» Try it:
The reply should consist of the full listing, repeated word for word.

______________________________

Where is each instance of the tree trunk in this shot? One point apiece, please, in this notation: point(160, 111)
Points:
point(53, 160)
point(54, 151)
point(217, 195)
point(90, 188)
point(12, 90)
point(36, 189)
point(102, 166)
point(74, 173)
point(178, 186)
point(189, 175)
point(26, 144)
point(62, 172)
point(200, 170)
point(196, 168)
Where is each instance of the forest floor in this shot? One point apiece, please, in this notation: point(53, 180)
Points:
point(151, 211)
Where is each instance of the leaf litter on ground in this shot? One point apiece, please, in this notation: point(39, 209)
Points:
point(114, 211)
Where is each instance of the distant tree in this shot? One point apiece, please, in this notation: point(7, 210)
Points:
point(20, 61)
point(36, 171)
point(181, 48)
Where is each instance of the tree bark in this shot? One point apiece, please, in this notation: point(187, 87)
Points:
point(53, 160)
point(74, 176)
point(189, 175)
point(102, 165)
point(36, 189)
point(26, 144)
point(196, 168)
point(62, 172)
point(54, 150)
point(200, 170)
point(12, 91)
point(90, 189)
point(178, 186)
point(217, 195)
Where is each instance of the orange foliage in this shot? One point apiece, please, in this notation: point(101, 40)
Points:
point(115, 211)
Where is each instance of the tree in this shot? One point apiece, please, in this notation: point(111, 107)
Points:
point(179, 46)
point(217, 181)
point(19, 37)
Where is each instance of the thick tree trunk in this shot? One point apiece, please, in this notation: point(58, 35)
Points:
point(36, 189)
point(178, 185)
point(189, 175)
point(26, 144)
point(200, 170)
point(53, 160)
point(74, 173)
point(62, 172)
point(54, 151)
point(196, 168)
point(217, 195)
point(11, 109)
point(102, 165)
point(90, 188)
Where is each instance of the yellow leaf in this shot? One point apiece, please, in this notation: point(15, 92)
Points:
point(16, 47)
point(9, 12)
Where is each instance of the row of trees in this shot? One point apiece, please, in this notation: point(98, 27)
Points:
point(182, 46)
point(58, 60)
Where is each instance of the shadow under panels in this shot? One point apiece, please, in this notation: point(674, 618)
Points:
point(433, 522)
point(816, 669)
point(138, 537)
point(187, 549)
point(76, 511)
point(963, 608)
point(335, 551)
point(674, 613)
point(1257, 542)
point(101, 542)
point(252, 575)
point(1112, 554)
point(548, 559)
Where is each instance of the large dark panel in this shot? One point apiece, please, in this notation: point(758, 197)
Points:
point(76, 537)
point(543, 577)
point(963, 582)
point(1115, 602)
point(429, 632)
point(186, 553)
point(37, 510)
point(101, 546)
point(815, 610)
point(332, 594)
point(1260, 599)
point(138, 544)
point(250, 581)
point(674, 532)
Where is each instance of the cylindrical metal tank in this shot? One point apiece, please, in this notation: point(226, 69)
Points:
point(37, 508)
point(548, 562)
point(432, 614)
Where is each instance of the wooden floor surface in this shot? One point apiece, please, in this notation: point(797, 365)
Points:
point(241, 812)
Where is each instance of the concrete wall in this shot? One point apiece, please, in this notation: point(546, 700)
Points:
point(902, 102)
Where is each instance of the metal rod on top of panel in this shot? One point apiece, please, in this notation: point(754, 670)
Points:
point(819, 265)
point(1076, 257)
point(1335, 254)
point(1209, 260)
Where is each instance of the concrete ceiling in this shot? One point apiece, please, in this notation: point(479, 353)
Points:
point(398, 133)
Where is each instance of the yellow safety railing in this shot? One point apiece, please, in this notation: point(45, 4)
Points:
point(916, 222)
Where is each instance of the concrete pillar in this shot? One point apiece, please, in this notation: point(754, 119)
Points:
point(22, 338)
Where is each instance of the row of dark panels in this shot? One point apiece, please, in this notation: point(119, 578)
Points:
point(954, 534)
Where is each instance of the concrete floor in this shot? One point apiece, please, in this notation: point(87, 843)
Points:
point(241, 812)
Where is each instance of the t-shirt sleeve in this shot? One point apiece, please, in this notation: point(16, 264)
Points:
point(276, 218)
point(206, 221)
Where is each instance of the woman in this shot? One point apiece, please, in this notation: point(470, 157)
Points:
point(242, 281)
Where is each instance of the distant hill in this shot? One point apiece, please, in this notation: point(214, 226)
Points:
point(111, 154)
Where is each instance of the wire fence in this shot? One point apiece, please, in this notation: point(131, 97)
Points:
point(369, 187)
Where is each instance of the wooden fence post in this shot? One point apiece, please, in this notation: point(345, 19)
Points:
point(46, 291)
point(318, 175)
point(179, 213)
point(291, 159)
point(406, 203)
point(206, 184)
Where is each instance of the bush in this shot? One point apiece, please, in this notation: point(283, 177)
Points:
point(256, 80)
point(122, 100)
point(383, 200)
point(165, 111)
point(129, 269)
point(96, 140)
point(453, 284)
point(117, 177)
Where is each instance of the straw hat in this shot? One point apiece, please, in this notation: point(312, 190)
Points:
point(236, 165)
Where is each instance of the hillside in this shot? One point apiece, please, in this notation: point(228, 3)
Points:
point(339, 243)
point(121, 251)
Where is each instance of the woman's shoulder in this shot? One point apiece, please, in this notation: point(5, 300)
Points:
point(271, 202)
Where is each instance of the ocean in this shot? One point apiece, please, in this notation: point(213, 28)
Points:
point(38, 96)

______________________________

» Output for this exercise:
Where is each instance of the tree trunk in this shot? One point apiece, please, in this notation: point(160, 111)
Points:
point(53, 160)
point(54, 151)
point(217, 195)
point(90, 188)
point(12, 90)
point(36, 189)
point(102, 166)
point(74, 173)
point(178, 186)
point(189, 175)
point(26, 144)
point(62, 172)
point(200, 170)
point(196, 168)
Where is each instance of the forest floor in this shot? One point apiece, please, in this notation: point(53, 180)
Points:
point(151, 211)
Where is each instance of the leaf litter on ground in this shot? One point apiece, please, in this notation: point(39, 209)
Points:
point(114, 211)
Where is each instance of the distant tree in this shot? One point apiece, please, in this notation: point(7, 210)
Points:
point(20, 61)
point(36, 171)
point(181, 48)
Where is each instance of the tree bark in this shot? One point apiece, please, in this notation: point(187, 87)
Points:
point(53, 160)
point(74, 176)
point(189, 175)
point(102, 165)
point(36, 189)
point(26, 144)
point(196, 168)
point(62, 172)
point(54, 150)
point(200, 170)
point(12, 91)
point(90, 189)
point(178, 186)
point(217, 195)
Where is each instance of the orange foliage in this shot? One point apiece, please, in this notation: point(101, 40)
Points:
point(115, 211)
Where is each instance of the tree in this shot? One point apiece, please, in this notation: point(111, 107)
Points:
point(179, 46)
point(217, 181)
point(19, 37)
Where is each instance of the thick tree trunk in this shot? One point apiece, please, in this notation: point(58, 35)
Points:
point(36, 189)
point(178, 185)
point(189, 175)
point(26, 144)
point(200, 170)
point(53, 160)
point(74, 173)
point(62, 172)
point(54, 151)
point(196, 168)
point(217, 195)
point(11, 109)
point(102, 165)
point(90, 188)
Where is each instance of the yellow leaf in this shot? One point apiece, please, in this notation: point(15, 92)
Points:
point(16, 47)
point(9, 12)
Where is each instance of the row of trees in this shot? One point apiece, please, in this notation: point(98, 27)
Points:
point(182, 46)
point(58, 60)
Where is each instance of the shadow under panels in this shot? One point apiece, please, in this notation: point(674, 618)
Points:
point(433, 522)
point(816, 669)
point(138, 537)
point(187, 549)
point(76, 511)
point(963, 608)
point(335, 551)
point(674, 613)
point(1257, 542)
point(101, 542)
point(252, 575)
point(1112, 554)
point(548, 559)
Where is each instance of the large dark panel in this shot? One point apiece, please, in this notation: point(758, 197)
Points:
point(76, 537)
point(543, 577)
point(963, 582)
point(1115, 602)
point(429, 632)
point(186, 553)
point(37, 510)
point(101, 546)
point(815, 610)
point(332, 594)
point(1260, 599)
point(138, 544)
point(250, 581)
point(674, 532)
Where is each instance of the cylindrical metal tank in this shot? One point apiece, please, in this notation: point(226, 69)
Points:
point(37, 508)
point(548, 562)
point(432, 614)
Where is each instance of the wooden floor surface in this shot? One point apiece, please, in this notation: point(797, 365)
Points:
point(241, 812)
Where is each instance of the concrete wall in this shot? One point apiece, please, in this notation: point(546, 700)
Points:
point(902, 102)
Where is each instance of the metal rod on top of panel in this shot? One point apiece, please, in this notation: point(754, 670)
Points:
point(819, 265)
point(1076, 257)
point(1335, 254)
point(1209, 260)
Where is each instance of the concrete ceiling in this shot? One point apiece, please, in this notation: point(479, 353)
Points:
point(398, 133)
Where is each instance of the yellow safety railing in this shot? One point apiece, please, in this notation: point(45, 4)
Points:
point(916, 222)
Where is each instance of the concrete pillar in this shot? One point apiece, please, in this notation: point(754, 119)
Points:
point(22, 338)
Where is each instance of the row of dark panels in this shot? One point apiece, please, in this notation: point(119, 578)
Points:
point(954, 534)
Where is each instance of the concrete floor in this shot? One point apiece, please, in this notation: point(87, 843)
Points:
point(241, 812)
Where is each instance of the t-shirt sleeve in this shot? One point apiece, please, in this notation: point(16, 264)
Points:
point(276, 218)
point(206, 221)
Where is each instance of the woman in this shot? One point apiece, please, in this notation: point(470, 157)
Points:
point(242, 281)
Where is each instance of the distant hill in this shot? One point apiece, please, in this notation: point(214, 226)
Points:
point(111, 154)
Where is each instance of the wire fence in this shot? One point apiece, please, in this notation: point(131, 97)
Points:
point(369, 187)
Where is each instance of the wooden fence post in this shot? One point apiece, please, in this notation: point(345, 19)
Points:
point(46, 291)
point(318, 175)
point(179, 213)
point(291, 159)
point(406, 203)
point(206, 184)
Where is each instance of the bush in this shot? One point apiece, please, in this notation: point(283, 177)
Points:
point(256, 80)
point(122, 100)
point(383, 200)
point(165, 111)
point(129, 269)
point(96, 140)
point(453, 284)
point(117, 177)
Where is each instance of the straw hat in this shot? One point apiece, please, in this notation: point(312, 190)
Points:
point(236, 165)
Where is each instance of the hillside in this shot? One point apiece, please, in this notation: point(228, 3)
Points:
point(339, 243)
point(121, 251)
Where is each instance of the woman's shoulder in this shot? One point apiece, please, in this notation: point(5, 300)
Points:
point(271, 202)
Where is each instance of the ocean in this shot? One point apiece, please, in this notation: point(213, 28)
Points:
point(38, 96)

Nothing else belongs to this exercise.